PROVIDED PASSAGE
┄┄┄┄┄┄┄┄┄┄

Halfway through our Canadian journey The Rocky Mountaineer stops for the night in Kamloops, a high desert of mesquite, sand and sagebrush interrupting the mountains’ extravagant lushness. Though I am gob-smacked by the majesty of the last 10 hours, it’s a relief to have the scenery holding still for a change. My legs are jelly though, and I sway a little, train-style, as we explore. There are paved paths for walking and biking, a charming main street with a variety of eateries, and a city park with a band playing ballads. Teenagers smile and say hello to us. Teenagers.
I love to travel. My mother, who barely got out of three states her whole life, infected me with this bug. One of my earliest memories is at her knee, intently looking into her eyes. Someday, she says, you will travel the world. Was that prophesy? Wishful thinking? Encouragement? I have no idea. But I have since been to all seven continents, most of them more than once. Now, when my husband and I find particularly delightful spots, like Kamloops, I say to him, as I do right there at the end of the pier that overlooks where the Thompson River meets the North Thompson in a mighty “V” of Canadian Rocky run-off, in arguably the most unlikely desert location on the planet: Honey, people live here. Why don’t we?

┄┄┄┄┄┄┄┄┄┄

WORK TO COMPLETE
Return the portion of the Kamloops travel passage starting with "Halfway through our" and going on through "to us. Teenagers.", copied word for word.

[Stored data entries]
┄┄┄┄┄┄┄┄┄┄

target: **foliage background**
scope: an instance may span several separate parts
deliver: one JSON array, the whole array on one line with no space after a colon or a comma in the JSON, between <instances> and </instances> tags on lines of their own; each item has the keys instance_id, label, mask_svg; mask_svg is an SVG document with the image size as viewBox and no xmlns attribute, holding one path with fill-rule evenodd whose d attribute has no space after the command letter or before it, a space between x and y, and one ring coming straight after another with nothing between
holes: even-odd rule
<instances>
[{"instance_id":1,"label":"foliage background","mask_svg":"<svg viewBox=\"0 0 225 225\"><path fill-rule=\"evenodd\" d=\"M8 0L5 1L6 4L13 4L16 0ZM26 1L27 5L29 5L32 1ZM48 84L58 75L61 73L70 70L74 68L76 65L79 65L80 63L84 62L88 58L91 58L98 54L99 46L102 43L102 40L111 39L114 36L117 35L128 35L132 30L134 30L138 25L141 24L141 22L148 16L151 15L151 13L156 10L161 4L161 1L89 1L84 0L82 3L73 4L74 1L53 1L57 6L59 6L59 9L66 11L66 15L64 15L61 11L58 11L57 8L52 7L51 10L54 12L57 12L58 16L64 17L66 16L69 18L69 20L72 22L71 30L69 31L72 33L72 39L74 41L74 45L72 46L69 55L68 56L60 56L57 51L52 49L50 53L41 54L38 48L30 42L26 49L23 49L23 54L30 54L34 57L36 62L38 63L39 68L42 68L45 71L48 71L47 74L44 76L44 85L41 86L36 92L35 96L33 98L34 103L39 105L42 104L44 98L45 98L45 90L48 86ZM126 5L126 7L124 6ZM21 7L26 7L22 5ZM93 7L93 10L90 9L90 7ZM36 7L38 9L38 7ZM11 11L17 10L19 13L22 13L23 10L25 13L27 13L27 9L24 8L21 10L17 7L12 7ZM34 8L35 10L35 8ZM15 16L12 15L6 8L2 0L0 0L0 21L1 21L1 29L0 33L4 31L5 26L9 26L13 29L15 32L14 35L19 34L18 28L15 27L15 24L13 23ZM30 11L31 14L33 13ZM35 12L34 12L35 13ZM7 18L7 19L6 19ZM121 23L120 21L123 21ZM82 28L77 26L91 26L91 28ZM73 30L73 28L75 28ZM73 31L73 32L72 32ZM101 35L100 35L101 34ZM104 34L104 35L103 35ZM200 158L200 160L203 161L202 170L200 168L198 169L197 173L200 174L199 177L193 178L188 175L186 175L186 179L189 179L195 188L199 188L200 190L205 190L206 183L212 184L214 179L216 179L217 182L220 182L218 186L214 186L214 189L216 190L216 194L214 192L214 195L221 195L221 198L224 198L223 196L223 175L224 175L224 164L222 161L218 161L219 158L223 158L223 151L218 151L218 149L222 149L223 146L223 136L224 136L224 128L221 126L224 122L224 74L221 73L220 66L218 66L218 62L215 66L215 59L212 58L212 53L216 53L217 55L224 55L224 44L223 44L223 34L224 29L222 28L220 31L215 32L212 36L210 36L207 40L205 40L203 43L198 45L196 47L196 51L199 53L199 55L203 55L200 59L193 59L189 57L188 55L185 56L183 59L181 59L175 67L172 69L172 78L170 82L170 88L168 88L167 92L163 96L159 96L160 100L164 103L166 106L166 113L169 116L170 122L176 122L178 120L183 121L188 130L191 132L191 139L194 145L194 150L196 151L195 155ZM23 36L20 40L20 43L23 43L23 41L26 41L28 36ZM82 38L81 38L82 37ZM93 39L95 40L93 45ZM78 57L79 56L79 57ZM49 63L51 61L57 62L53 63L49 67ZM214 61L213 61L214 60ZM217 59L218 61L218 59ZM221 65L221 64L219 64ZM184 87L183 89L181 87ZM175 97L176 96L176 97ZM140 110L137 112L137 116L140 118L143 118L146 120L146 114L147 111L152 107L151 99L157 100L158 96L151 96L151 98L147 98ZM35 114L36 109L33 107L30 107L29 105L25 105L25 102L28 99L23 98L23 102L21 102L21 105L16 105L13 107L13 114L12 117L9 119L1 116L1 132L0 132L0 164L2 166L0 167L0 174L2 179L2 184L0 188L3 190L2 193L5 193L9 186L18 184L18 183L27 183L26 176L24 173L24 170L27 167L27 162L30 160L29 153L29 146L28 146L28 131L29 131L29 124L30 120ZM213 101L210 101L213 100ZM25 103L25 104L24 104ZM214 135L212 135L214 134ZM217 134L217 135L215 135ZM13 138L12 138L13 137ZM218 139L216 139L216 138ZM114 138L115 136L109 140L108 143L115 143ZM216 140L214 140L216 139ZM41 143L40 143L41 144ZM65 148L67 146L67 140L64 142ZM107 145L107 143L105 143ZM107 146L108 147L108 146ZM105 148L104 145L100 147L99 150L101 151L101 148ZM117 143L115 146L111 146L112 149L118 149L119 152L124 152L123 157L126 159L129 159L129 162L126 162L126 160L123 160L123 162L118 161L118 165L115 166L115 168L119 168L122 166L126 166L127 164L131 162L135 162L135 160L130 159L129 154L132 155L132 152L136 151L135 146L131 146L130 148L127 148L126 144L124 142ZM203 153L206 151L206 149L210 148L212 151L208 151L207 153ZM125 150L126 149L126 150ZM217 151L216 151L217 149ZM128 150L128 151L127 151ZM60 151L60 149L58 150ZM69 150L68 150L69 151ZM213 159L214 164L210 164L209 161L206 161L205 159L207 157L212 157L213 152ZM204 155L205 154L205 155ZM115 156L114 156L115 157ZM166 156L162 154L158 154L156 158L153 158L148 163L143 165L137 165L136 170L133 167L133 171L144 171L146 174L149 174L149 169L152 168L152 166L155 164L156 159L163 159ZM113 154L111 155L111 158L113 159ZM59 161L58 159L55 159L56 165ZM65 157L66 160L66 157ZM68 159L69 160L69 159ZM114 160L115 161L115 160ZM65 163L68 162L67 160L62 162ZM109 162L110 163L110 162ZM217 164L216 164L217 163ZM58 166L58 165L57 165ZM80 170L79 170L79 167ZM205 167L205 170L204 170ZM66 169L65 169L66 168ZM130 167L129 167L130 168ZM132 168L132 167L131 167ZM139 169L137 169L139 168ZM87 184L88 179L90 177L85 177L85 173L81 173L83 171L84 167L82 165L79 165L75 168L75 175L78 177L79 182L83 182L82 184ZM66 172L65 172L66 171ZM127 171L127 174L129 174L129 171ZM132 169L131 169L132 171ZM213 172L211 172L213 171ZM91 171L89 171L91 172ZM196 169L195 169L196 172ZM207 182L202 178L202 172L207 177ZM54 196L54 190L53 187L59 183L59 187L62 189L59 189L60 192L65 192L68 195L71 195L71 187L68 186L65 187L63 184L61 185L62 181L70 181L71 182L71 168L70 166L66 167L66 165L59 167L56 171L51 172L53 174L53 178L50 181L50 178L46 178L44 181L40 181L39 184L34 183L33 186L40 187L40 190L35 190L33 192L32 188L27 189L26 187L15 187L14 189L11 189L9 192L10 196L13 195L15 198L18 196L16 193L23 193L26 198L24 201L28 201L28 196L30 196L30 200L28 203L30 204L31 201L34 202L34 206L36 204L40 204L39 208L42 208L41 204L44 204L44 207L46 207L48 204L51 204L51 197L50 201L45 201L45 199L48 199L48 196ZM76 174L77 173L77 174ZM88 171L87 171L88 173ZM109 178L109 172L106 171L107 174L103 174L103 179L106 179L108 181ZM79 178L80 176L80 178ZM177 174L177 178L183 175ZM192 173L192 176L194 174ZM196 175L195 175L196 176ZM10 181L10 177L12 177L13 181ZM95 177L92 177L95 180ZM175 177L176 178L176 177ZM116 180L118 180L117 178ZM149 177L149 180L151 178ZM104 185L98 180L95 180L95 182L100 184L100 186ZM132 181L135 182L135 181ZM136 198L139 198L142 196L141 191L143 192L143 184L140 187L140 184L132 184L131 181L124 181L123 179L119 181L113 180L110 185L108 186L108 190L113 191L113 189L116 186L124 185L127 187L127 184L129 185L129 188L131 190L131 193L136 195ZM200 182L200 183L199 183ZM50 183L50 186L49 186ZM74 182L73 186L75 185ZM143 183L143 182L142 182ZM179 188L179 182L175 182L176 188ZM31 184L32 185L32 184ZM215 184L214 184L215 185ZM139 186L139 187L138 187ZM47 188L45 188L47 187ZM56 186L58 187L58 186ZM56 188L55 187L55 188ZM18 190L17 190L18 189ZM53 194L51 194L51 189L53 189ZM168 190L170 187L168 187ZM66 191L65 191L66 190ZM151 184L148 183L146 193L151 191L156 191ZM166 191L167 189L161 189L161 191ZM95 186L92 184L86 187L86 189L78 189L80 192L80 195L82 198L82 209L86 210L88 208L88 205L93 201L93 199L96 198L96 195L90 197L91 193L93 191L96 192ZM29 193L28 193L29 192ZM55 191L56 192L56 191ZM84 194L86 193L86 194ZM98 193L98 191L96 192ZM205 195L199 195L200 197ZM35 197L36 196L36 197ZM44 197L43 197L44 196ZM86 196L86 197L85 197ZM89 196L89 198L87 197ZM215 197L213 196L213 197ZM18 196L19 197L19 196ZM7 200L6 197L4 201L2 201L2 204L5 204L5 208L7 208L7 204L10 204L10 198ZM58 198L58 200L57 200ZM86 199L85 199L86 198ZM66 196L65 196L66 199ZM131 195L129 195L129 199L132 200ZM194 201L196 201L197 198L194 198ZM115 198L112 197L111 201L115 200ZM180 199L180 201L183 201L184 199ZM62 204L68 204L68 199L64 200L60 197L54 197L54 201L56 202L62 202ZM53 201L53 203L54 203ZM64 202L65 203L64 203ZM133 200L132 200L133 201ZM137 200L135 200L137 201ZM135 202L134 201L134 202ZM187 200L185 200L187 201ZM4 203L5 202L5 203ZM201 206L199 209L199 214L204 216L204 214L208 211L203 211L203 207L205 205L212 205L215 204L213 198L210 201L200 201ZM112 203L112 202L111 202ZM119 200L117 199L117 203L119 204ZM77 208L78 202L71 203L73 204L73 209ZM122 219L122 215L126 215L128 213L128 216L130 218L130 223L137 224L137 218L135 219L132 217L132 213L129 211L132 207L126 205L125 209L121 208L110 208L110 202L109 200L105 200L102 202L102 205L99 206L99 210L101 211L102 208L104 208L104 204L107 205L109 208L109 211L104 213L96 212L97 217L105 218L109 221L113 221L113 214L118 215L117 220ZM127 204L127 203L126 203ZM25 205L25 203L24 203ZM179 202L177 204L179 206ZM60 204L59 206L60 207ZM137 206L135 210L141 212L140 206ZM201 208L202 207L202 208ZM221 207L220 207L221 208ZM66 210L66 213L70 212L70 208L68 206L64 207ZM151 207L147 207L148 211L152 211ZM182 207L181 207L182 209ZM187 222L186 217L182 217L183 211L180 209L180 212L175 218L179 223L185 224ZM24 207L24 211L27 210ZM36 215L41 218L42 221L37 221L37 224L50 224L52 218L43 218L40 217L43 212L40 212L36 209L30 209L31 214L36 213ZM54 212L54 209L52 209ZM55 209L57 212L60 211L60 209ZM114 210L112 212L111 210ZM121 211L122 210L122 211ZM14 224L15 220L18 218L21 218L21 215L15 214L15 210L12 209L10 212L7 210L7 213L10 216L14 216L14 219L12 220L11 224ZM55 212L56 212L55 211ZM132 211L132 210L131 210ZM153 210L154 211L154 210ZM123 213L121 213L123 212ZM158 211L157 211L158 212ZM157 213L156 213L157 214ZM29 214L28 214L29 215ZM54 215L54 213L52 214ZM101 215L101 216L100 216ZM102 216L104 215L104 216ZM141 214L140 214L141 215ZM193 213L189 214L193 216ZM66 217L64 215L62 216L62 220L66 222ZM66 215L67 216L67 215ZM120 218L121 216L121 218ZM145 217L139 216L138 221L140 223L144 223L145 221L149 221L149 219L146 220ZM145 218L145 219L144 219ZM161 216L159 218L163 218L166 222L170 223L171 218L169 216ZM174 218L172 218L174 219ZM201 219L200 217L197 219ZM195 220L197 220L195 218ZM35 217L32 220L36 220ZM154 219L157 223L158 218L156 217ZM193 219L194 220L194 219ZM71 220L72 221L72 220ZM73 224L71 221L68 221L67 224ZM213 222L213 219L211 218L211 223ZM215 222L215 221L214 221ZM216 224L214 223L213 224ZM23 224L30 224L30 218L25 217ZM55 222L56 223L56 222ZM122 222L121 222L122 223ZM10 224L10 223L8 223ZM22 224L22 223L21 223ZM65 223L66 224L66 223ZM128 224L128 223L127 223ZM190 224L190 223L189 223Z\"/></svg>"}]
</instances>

┄┄┄┄┄┄┄┄┄┄

ANSWER
Halfway through our Canadian journey The Rocky Mountaineer stops for the night in Kamloops, a high desert of mesquite, sand and sagebrush interrupting the mountains’ extravagant lushness. Though I am gob-smacked by the majesty of the last 10 hours, it’s a relief to have the scenery holding still for a change. My legs are jelly though, and I sway a little, train-style, as we explore. There are paved paths for walking and biking, a charming main street with a variety of eateries, and a city park with a band playing ballads. Teenagers smile and say hello to us. Teenagers.